**Stated task 1**: In the text on principles of urban ecology, how many very general principles make up the hierarchy in which the theory of ecology has been presented?

**Extracted text**:
** START **
What do Principles Do?
These 13 more detailed principles (Table 2) explain or nest
within the five general principles laid out in 2008 (Table 1). This suggests that there can be levels of
generality of principles, with some being very "high level" or
general. In the forthcoming book chapter,
we identify a list similar to that in Table 1 as "metaprinciples." The difference between the highest level
metaprinciples, the nested general principles, and then the principles that
operate through specific models suggests that the emerging theory of urban
ecology has -- like so many theories in science -- a nested hierarchical
structure. Examples of hierarchical
theory structures relevant to ecology include that of succession or vegetation
dynamics, and of evolution (Pickett et al. 2007, Meiners et
al. 2015).
Indeed, the theory of ecology in general has been presented
as a hierarchy of eight very general principles, with nested constituent
theories that address more specific ecological topics and processes (Scheiner
and Willig 2011). Within each of
these constituent theories there are one or more models that spell out detailed
mechanisms, temporal and spatial contingencies, rules and exceptions to the
rules. Some of these model components
may legitimately be referred to as principles, though the difference between
those and the most general principles of an area may not always be evident in
the use of the term.
The discussion so far shows that principles can
- Identify the main concerns of a theory.
- Serve to link general and specific components of theory.
- Lay out expectations of mechanism or interaction.
- Summarize patterns of interest to the theory.
How are Principles Arrived At?
Our approach to principles has been from the top down. That is, we have been motivated by
identifying the most general principles of urban theory, and then sorting out
how the mechanistic or pattern details fit within those areas.
** END **
**Material**:
** START **
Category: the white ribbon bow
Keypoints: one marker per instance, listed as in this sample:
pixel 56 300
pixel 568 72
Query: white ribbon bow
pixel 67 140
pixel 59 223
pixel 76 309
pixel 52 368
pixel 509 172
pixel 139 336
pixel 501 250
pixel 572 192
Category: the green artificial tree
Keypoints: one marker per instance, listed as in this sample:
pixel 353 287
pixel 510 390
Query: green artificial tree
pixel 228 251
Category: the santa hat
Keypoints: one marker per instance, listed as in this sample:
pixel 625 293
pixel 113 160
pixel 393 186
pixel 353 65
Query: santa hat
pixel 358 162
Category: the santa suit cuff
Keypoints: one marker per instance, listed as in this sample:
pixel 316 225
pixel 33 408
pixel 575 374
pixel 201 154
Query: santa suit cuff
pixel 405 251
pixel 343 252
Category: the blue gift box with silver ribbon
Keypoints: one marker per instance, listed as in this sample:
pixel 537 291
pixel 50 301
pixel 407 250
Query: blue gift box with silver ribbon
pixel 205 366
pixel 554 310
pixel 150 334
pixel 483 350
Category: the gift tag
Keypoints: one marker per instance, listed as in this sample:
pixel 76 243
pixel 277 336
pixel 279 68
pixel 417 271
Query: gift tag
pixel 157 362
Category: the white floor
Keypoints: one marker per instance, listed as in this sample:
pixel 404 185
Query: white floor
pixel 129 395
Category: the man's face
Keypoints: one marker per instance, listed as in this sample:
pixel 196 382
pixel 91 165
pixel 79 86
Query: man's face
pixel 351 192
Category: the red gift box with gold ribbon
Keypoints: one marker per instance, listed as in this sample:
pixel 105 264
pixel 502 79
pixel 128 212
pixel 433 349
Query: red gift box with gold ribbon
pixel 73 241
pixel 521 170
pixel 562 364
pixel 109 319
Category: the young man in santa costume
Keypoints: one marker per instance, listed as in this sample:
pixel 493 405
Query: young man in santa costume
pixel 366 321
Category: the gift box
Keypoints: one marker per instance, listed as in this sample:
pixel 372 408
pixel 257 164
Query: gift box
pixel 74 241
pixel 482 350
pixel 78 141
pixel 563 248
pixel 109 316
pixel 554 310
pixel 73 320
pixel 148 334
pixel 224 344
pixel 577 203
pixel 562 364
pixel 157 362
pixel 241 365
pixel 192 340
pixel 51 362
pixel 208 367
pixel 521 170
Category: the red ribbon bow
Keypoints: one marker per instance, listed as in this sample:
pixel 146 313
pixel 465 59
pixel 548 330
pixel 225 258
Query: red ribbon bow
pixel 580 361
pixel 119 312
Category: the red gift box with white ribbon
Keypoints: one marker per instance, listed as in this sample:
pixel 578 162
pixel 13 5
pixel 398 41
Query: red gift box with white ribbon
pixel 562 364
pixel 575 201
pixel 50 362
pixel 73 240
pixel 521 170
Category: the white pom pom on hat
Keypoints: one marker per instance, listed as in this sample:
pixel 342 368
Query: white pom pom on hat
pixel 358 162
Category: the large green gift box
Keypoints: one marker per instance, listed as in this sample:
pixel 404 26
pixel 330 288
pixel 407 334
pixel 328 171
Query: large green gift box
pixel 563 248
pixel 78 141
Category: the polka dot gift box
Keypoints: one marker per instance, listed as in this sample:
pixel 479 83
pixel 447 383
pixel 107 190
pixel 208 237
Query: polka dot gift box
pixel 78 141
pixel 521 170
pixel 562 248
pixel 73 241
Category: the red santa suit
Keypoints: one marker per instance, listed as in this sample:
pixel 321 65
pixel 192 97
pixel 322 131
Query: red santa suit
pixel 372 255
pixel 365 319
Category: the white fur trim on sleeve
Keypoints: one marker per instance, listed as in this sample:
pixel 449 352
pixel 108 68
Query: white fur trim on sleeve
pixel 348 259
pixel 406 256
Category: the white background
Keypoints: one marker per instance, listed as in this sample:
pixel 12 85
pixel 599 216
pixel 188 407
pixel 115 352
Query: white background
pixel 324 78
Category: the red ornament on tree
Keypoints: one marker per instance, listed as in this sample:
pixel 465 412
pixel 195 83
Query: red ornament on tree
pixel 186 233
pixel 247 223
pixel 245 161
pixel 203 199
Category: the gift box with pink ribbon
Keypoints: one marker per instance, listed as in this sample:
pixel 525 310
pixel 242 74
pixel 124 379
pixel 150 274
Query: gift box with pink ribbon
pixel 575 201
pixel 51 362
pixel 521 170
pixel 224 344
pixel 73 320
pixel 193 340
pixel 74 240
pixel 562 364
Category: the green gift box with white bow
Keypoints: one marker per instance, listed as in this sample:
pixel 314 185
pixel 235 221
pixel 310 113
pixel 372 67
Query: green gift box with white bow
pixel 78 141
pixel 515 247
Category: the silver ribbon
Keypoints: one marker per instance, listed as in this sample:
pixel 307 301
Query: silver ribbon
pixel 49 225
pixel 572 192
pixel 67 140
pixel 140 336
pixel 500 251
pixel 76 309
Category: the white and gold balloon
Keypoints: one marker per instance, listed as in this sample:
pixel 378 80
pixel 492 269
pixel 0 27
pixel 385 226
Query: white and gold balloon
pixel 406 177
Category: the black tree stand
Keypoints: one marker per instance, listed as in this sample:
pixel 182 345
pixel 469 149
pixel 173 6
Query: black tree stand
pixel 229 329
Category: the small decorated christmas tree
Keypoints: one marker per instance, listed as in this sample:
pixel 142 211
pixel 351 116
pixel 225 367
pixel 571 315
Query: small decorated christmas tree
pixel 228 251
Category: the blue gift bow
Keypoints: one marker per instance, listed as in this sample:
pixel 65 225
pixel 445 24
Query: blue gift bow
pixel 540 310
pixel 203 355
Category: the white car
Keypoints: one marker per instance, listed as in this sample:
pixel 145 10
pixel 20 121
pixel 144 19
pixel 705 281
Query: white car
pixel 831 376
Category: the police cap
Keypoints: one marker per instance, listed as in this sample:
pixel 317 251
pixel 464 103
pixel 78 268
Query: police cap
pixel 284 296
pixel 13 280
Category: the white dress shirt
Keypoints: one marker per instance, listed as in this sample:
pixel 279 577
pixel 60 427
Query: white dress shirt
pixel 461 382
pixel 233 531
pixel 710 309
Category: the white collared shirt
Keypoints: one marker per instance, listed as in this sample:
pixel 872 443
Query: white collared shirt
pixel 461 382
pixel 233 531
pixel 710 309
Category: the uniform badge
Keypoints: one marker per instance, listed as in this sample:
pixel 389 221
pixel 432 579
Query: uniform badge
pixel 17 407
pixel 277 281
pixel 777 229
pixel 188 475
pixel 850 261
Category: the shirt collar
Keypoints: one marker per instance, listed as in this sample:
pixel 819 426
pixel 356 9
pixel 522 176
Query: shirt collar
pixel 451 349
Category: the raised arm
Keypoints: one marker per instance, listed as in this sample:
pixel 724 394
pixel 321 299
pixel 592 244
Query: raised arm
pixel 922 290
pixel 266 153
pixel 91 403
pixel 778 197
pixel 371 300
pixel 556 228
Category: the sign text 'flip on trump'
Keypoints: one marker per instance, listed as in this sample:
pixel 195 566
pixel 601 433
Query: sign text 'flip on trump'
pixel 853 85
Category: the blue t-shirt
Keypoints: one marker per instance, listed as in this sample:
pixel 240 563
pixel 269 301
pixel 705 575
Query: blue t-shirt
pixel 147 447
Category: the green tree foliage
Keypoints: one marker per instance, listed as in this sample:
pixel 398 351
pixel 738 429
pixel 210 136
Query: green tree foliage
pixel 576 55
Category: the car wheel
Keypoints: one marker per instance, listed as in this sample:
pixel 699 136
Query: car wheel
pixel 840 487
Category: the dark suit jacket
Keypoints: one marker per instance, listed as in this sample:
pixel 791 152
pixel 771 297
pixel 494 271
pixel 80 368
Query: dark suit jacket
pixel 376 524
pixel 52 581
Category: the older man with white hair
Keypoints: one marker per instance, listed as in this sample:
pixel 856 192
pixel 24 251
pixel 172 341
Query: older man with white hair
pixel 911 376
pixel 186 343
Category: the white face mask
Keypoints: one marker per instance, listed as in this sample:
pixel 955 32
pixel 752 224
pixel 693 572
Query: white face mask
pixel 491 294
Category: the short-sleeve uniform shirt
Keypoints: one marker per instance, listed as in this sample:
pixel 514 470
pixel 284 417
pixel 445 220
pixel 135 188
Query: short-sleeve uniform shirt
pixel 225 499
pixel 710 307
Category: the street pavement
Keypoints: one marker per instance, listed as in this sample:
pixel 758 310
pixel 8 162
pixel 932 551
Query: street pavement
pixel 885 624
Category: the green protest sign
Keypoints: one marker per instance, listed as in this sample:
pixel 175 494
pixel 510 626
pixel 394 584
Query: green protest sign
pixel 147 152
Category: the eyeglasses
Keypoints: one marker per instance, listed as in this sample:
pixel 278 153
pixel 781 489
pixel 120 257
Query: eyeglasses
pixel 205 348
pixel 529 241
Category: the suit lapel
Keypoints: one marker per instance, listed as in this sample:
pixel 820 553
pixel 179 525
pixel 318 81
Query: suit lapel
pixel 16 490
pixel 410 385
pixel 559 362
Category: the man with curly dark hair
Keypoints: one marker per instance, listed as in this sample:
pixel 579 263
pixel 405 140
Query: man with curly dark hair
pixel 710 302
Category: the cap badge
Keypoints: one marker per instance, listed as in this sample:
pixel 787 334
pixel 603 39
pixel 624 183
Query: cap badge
** END **
**Stated task 2**: Rewrite the entries starting at the line containing "Category: the man's face" and ending at the line containing "pixel 351 192", with "man's face" replaced by "person's face" and all else left unchanged.

**Correct result 1**: Eight.

**Correct result 2**:
Category: the person's face
Keypoints: one marker per instance, listed as in this sample:
pixel 196 382
pixel 91 165
pixel 79 86
Query: person's face
pixel 351 192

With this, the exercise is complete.